- What is needed
Would you output the entries below only from the line containing "pixel 426 142" through the line containing "pixel 1150 613", exactly as they stand and with both ends included?

>>>

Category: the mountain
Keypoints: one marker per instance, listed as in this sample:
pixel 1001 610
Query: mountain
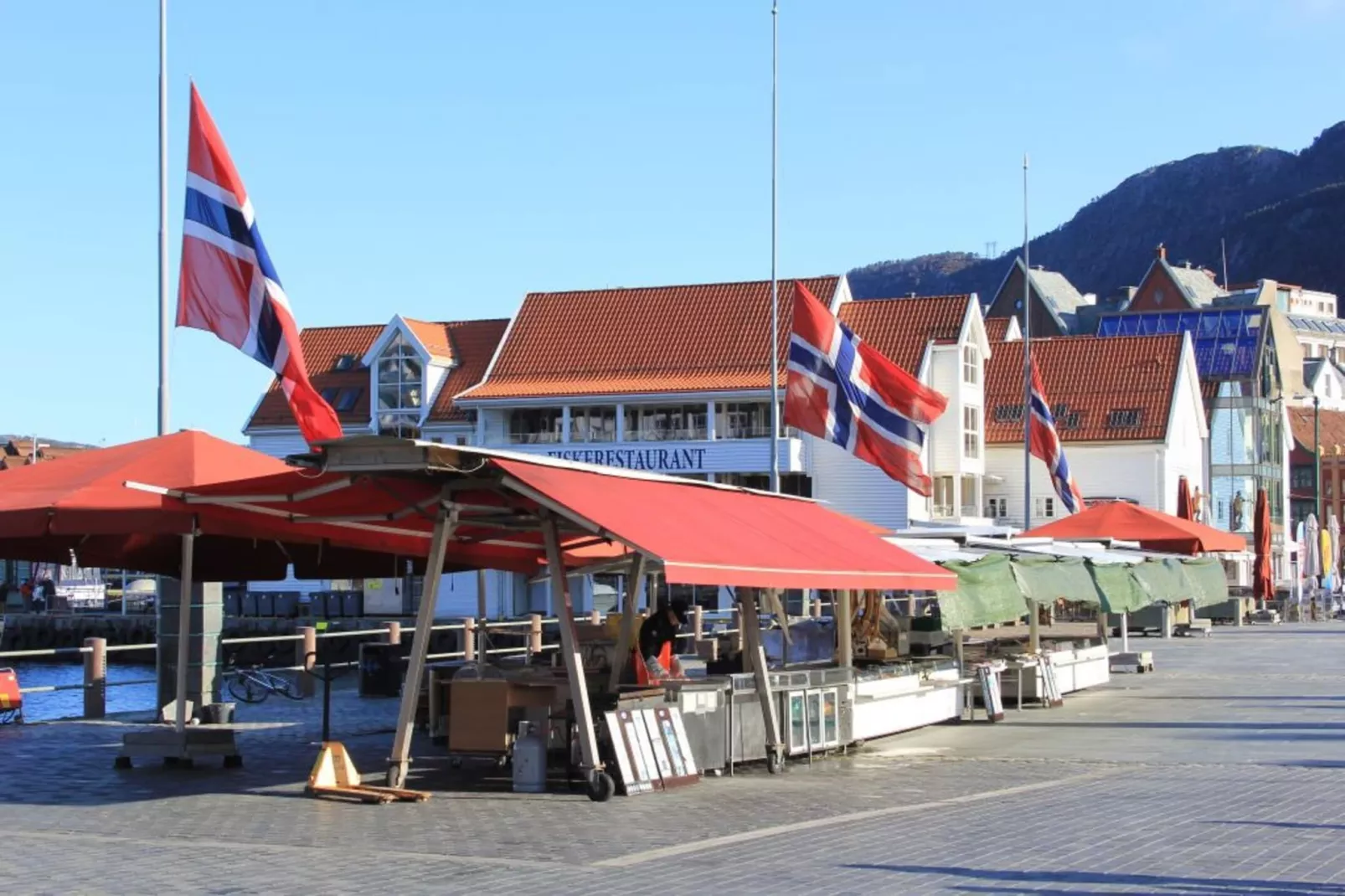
pixel 1281 213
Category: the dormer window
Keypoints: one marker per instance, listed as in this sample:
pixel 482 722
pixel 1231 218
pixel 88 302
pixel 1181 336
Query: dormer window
pixel 401 385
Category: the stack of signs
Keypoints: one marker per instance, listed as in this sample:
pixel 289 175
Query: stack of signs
pixel 652 751
pixel 990 696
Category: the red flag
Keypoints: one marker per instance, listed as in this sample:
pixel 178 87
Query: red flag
pixel 228 284
pixel 846 392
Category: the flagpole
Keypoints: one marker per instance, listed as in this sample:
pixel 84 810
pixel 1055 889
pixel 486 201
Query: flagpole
pixel 1027 359
pixel 775 287
pixel 163 217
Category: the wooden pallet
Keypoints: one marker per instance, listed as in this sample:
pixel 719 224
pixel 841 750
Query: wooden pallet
pixel 335 775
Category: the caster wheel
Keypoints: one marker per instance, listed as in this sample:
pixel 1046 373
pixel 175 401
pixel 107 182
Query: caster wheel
pixel 601 787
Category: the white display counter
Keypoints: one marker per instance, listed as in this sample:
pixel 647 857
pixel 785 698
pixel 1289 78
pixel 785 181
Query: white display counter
pixel 1074 670
pixel 894 704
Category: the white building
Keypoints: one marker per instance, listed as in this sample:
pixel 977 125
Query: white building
pixel 1129 415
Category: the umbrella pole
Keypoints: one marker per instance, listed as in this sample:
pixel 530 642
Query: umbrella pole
pixel 399 760
pixel 184 603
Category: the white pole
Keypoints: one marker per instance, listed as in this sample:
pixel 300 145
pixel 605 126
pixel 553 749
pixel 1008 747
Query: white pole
pixel 184 585
pixel 163 219
pixel 775 287
pixel 1027 359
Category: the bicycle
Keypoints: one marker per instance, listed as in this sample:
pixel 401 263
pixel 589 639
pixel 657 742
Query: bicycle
pixel 253 685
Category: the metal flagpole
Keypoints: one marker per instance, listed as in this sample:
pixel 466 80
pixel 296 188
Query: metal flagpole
pixel 1027 359
pixel 163 217
pixel 775 287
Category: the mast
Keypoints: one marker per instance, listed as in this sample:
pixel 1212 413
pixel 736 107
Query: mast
pixel 775 287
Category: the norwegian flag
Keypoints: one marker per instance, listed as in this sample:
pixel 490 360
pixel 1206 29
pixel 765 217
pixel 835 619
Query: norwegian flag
pixel 846 392
pixel 1045 444
pixel 228 284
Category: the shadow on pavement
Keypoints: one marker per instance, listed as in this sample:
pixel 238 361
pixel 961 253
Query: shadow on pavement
pixel 1030 882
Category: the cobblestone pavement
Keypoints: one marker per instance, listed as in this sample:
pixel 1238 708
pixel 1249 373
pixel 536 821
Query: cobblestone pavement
pixel 1220 774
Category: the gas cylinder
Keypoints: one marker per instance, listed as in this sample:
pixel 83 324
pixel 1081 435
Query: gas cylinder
pixel 528 760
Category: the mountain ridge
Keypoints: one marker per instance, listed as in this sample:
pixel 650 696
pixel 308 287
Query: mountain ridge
pixel 1281 214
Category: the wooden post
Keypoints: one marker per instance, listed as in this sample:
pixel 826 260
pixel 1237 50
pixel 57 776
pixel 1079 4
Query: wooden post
pixel 534 634
pixel 626 639
pixel 307 645
pixel 95 677
pixel 845 636
pixel 756 656
pixel 399 760
pixel 590 765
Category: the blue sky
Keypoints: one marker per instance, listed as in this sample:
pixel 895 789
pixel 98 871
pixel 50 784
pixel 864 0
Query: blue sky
pixel 443 159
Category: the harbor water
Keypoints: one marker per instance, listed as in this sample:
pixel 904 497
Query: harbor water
pixel 69 704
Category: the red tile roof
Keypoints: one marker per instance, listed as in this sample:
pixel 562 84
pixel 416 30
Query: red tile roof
pixel 1087 379
pixel 1332 430
pixel 997 328
pixel 650 339
pixel 901 328
pixel 468 343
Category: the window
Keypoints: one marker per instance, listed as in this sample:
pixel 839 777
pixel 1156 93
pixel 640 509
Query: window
pixel 1125 417
pixel 348 399
pixel 943 503
pixel 399 385
pixel 743 420
pixel 1301 476
pixel 534 425
pixel 970 365
pixel 971 432
pixel 594 424
pixel 666 423
pixel 970 496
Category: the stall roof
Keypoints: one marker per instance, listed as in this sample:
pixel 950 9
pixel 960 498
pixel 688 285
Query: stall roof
pixel 701 533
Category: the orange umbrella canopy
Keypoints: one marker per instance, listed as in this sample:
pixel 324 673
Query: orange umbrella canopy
pixel 1153 529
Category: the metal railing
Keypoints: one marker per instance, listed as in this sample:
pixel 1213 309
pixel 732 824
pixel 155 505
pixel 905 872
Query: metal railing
pixel 95 650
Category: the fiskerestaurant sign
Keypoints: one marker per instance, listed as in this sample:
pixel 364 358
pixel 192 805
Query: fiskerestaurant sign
pixel 655 459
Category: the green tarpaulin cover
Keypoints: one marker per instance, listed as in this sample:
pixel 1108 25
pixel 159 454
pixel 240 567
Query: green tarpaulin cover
pixel 987 594
pixel 1121 592
pixel 1049 579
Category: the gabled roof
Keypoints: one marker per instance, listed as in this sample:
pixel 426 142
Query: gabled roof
pixel 647 339
pixel 1332 424
pixel 1196 284
pixel 901 328
pixel 470 345
pixel 1092 384
pixel 435 338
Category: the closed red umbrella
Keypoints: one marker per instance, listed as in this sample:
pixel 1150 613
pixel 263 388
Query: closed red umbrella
pixel 1184 503
pixel 1263 587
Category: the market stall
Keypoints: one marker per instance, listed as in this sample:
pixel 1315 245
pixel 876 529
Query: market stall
pixel 488 509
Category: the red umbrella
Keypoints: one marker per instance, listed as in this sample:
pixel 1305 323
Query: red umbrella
pixel 81 503
pixel 1184 502
pixel 1153 529
pixel 1263 587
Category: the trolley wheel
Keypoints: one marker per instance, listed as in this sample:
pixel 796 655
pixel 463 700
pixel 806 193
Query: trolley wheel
pixel 600 787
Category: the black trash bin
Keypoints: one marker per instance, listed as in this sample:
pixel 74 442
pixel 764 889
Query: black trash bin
pixel 381 670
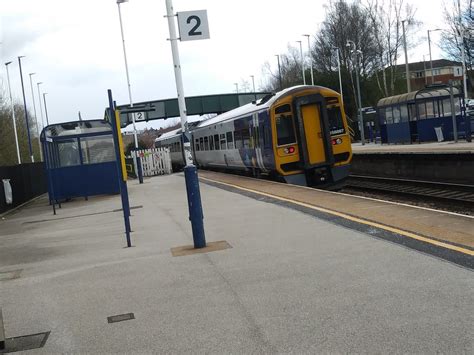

<<<

- Task answer
pixel 426 142
Query: gabled roof
pixel 647 339
pixel 1332 424
pixel 1196 284
pixel 901 328
pixel 470 345
pixel 1092 384
pixel 435 338
Category: the closed red umbrella
Keypoints: one marker per instance, listed as in this sample:
pixel 1150 613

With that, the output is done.